§ **Texto de partida**:

En el principio está la forma: el formato cuadrado de la película, contrario a los usos más habituales del cine contemporáneo; y, también, la manera de componer unos planos en los que los personajes son mostrados como figura distantes, recortadas sobre el fondo de unas estructuras materiales que parecen envolverlos, aplastarlos. O una iluminación en blanco y negro de texturas extremadamente nítidas; evocador, tal vez, de un tiempo pasado: los años 60 del pasado siglo en los que la trama transcurre; pero, más en general, el tiempo, siempre perdido, de todas las memorias...
Y es que Ida es otra indagación más (como, recientemente, por ejemplo, Nebraska -con la que coincide en cuanto al tema, pero que posee unas formas expresivas y un discurso ideológico radicalmente distintos) acerca de las heridas del pasado sobre el presente. Aquí, más bien, sobre las heridas presentes ocasionadas, justamente, por la ausencia de memoria, en relación con un pasado terrible, que se resiste a desaparecer y que sigue sobrevolando las vidas de las gentes, y las sociedades que constituyen. Aquí, se trata del antisemitismo polaco, de la complicidad o tolerancia de parte del pueblo polaco en el genocidio nazi de la población judía del país. Y de cómo la memoria de aquella infamia había sido arrancada, de las mentes y de la cultura.
Y aquí (a diferencia de tantas narraciones, más complacientes), el reconocimiento de lo acaecido no conlleva necesariamente la reconciliación ni la paz. Antes al contrario, hay ocasiones en las que conocer en todos sus detalles la verdad horrible que el pasado esconde (esos crímenes en el armario que toda sociedad y toda cultura ocultan) sólo sirve para volver a confirmar que sí, que hay razones para estar desesperado, para desconfiar del mundo en el que se vive. Para abandonarlo: como esa Wanda (Agata Kulesza) que, desde su posición de fiscal y -luego- juez comunista, intentó reconstruir el mundo social que tan feroz había sido con ella y con su familia, y que ahora, transmitida ya -a su sobrina Ida (Agata Trzebuchowska)- la herencia cultural de horror, reconoce que éste nunca se extinguirá, que su lucha fue inútil.

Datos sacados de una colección
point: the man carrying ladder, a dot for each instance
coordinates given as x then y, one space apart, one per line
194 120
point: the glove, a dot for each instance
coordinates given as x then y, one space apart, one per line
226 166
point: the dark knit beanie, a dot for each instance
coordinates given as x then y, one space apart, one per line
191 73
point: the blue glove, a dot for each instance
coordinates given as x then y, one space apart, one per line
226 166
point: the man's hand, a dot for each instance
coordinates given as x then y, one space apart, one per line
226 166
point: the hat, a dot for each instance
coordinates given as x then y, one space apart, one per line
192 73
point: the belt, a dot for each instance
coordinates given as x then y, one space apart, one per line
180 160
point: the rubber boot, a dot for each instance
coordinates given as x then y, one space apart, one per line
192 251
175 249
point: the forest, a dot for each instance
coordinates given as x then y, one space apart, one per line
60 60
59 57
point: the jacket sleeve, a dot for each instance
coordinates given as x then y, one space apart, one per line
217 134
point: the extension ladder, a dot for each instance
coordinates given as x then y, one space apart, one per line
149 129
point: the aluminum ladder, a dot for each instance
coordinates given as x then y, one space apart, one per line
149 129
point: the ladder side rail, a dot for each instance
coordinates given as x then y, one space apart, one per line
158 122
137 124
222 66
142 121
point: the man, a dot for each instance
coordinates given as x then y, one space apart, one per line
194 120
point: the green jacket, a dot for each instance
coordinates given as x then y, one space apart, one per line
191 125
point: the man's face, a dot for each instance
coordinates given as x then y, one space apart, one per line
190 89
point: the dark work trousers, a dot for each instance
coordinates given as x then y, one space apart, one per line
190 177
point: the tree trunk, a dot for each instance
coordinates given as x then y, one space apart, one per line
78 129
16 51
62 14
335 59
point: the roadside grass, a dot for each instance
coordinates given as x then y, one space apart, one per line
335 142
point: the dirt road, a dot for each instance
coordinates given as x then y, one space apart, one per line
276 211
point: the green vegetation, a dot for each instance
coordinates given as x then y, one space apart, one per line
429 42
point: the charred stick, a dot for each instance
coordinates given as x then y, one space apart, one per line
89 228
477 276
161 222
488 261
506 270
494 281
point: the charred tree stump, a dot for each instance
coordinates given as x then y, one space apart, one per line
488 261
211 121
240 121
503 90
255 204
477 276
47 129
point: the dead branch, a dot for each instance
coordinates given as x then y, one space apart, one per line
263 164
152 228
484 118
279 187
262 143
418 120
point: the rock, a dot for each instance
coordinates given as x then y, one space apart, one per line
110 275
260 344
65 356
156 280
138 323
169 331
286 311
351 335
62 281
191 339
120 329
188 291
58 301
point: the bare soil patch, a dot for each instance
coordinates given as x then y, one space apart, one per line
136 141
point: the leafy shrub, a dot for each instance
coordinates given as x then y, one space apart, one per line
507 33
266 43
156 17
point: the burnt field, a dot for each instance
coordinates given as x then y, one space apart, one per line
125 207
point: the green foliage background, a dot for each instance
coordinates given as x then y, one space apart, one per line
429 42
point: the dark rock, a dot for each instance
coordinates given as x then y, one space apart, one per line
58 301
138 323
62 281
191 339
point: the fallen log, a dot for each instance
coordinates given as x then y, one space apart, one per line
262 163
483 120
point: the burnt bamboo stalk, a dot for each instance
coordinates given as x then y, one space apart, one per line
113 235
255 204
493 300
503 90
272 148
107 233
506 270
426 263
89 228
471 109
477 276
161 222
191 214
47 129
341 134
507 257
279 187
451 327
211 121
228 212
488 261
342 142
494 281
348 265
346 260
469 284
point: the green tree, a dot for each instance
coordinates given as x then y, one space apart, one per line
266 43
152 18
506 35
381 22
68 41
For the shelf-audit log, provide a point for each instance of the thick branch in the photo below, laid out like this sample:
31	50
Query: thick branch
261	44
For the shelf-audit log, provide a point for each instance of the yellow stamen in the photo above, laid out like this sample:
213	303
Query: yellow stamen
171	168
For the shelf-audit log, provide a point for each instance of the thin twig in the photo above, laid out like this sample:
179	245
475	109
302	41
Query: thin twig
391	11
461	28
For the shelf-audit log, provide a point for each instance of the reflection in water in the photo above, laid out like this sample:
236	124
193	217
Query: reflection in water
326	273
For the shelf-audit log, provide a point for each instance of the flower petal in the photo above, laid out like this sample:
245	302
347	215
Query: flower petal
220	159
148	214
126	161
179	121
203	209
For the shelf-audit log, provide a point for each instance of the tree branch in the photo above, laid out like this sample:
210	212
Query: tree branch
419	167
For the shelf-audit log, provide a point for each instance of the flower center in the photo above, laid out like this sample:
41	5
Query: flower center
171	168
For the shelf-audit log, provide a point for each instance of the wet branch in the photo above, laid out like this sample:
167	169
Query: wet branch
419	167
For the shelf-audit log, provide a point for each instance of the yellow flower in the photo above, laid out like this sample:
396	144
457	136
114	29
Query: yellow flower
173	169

...

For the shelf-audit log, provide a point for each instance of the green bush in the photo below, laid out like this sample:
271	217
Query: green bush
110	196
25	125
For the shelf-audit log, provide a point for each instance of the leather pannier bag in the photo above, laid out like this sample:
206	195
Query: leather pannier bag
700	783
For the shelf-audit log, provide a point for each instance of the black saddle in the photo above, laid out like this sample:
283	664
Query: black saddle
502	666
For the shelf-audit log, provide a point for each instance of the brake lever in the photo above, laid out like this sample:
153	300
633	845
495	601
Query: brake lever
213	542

§ **Lo que pide**:
Transcribe de la reseña sobre Ida el fragmento que empieza con "En el principio" y sigue hasta "todas las memorias...", sin cambiar nada.

§ **Respuesta**:
En el principio está la forma: el formato cuadrado de la película, contrario a los usos más habituales del cine contemporáneo; y, también, la manera de componer unos planos en los que los personajes son mostrados como figura distantes, recortadas sobre el fondo de unas estructuras materiales que parecen envolverlos, aplastarlos. O una iluminación en blanco y negro de texturas extremadamente nítidas; evocador, tal vez, de un tiempo pasado: los años 60 del pasado siglo en los que la trama transcurre; pero, más en general, el tiempo, siempre perdido, de todas las memorias...